Chi mastica leggi finanziarie sa che il Governo deve presentare il disegno di legge relativo alla Manovra di bilancio entro il venti di ottobre di ogni anno. Stando all’art. 7 della legge 196/2009 lett. d), infatti, il disegno di legge del bilancio dello Stato è da presentarsi alle Camere nella tempistica suddetta.
Il Governo Meloni ha dalla sua parte il fatto che fosse impossibile rispettare tali termini d’opera atteso che l’esecutivo guidato dalla leader di Fratelli d’Italia ha iniziato ad esercitare i poteri, che la Costituzione riconosce, dal 22 ottobre scorso (giorno di primo Consiglio dei Ministri dopo il passaggio di campanella da Mario Draghi).
Tempistica a parte, nel merito si tratta di un disegno di legge, quello licenziato da Palazzo Chigi da pochi giorni con la bollinatura della Ragioneria di Stato e che la Camera dei Deputati discuterà il prossimo 20 dicembre, composto da 174 articoli. Come ogni Manovra che si rispetti, il motore di previsione è dettato dalle “logiche di entrata” che per i tecnici del caso significa ragionare per competenza o per cassa (basti già vedere la tabella 1 legata all’art. 155). E se il tecnicismo la fa da padrone, anche il burocratese normativo esasperante non manca.

_Cosa farai_.
1/ Rispondi a queste domande sul testo sulla Manovra:
(a) Entro quale giorno di ogni anno il Governo deve presentare il disegno di legge relativo alla Manovra di bilancio?
(b) Da quale giorno il Governo Meloni ha iniziato a esercitare i poteri?
(c) Da quanti articoli è composto il disegno di legge licenziato da Palazzo Chigi?
2/ Per favore, cita parola per parola tutte le righe dell'elenco qui sotto, omettendo le immagini.
Il testo sulla Manovra e l'elenco non hanno alcun legame tra loro.

_Dati dell'esercizio_.
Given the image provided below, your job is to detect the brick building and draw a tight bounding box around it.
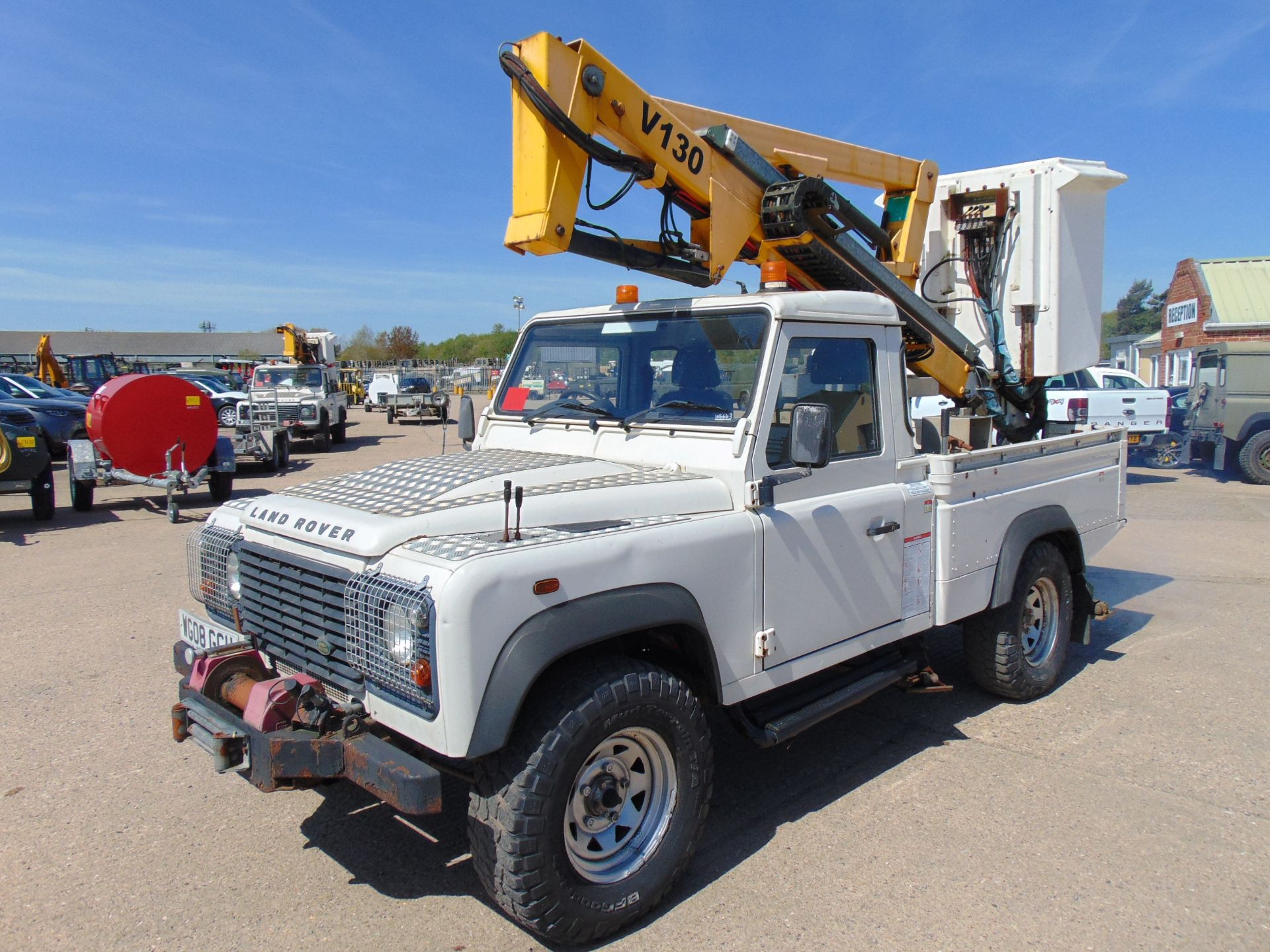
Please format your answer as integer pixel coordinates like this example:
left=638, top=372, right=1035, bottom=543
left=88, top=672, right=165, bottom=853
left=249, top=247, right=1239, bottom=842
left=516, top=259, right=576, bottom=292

_Esercizio svolto_.
1/
(a) Entro il venti di ottobre.
(b) Dal 22 ottobre.
(c) Da 174 articoli.

2/
Given the image provided below, your job is to detect the brick building and draw a tight bounding box around it.
Please format your answer as integer pixel coordinates like this example:
left=638, top=372, right=1035, bottom=543
left=88, top=672, right=165, bottom=853
left=249, top=247, right=1239, bottom=842
left=516, top=259, right=576, bottom=292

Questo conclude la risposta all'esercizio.